====== DATA RECORDS

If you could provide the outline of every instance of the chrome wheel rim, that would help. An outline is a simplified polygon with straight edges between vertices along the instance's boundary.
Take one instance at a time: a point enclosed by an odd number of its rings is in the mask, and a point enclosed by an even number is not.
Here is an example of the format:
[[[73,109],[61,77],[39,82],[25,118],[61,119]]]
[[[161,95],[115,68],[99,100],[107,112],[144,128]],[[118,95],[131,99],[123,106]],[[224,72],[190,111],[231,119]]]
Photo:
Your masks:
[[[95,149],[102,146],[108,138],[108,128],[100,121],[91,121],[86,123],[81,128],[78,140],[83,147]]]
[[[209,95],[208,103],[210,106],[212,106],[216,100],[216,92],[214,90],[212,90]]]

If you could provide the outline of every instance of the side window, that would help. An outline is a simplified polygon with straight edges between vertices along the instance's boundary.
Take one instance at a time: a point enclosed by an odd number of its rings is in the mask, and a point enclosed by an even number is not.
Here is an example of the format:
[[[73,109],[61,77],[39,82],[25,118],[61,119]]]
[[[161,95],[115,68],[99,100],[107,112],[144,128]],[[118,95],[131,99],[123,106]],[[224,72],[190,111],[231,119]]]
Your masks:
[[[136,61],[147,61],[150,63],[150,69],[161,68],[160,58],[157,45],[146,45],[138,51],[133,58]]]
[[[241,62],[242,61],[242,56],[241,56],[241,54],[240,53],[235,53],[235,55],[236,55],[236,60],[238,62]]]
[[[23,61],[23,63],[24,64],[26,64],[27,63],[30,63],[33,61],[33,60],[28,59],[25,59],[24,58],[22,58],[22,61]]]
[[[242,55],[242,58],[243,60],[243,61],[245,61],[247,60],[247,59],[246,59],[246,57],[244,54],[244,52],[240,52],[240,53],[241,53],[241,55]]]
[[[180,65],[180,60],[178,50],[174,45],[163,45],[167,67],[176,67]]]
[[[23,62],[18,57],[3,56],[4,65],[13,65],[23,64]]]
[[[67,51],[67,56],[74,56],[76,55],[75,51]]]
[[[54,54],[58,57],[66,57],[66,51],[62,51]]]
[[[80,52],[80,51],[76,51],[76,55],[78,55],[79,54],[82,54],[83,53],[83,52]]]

============

## AIM OF THE EXERCISE:
Quote the material exactly, leaving nothing out.

## ANSWER FOR THIS EXERCISE:
If you could provide the outline of every instance of the chrome wheel rim, that would help. An outline is a simplified polygon with straight edges between vertices along the instance's boundary.
Take one instance at a time: a point enclosed by an odd number of its rings is in the mask, and a point enclosed by an even number is not.
Here is an example of the format:
[[[73,109],[61,77],[39,82],[25,118],[61,119]]]
[[[161,95],[115,68],[99,100],[107,112],[144,128]],[[118,95],[131,99],[123,106]],[[224,72],[190,111],[231,119]]]
Photo:
Your masks:
[[[95,149],[102,146],[108,138],[108,128],[100,121],[91,121],[86,123],[81,128],[78,140],[83,147]]]
[[[209,95],[208,103],[210,106],[212,106],[216,100],[216,92],[214,90],[212,90]]]

If you could provide the outline of every instance of the side window, that would help. An outline is a simplified polygon with straight edges between vertices along the instance's boundary.
Take one instance at a time: a point enclosed by an odd number of its rings is in the mask, and a point enclosed by an even number is not.
Here is an example of the format:
[[[73,109],[61,77],[39,82],[25,118],[61,119]]]
[[[161,95],[115,68],[99,100],[107,112],[144,128]],[[118,95],[131,99],[123,106]],[[224,72],[190,111],[231,119]]]
Your masks:
[[[136,61],[147,61],[150,63],[150,69],[161,68],[160,58],[157,45],[146,45],[138,51],[133,58]]]
[[[241,62],[242,61],[242,56],[241,56],[241,54],[240,53],[235,53],[235,55],[236,55],[236,60],[238,62]]]
[[[23,61],[23,63],[24,64],[26,64],[27,63],[30,63],[33,61],[33,60],[28,59],[25,59],[24,58],[22,58],[22,61]]]
[[[242,55],[242,58],[243,60],[243,61],[245,61],[247,60],[247,59],[246,59],[246,57],[244,54],[244,52],[240,52],[240,53],[241,53],[241,55]]]
[[[180,65],[180,60],[178,50],[174,45],[163,45],[167,67],[176,67]]]
[[[23,62],[18,57],[3,56],[4,65],[13,65],[23,64]]]
[[[67,51],[67,56],[74,56],[76,55],[75,51]]]
[[[54,54],[58,57],[66,57],[66,51],[62,51]]]
[[[80,52],[80,51],[76,51],[76,55],[78,55],[79,54],[82,54],[83,53],[83,52]]]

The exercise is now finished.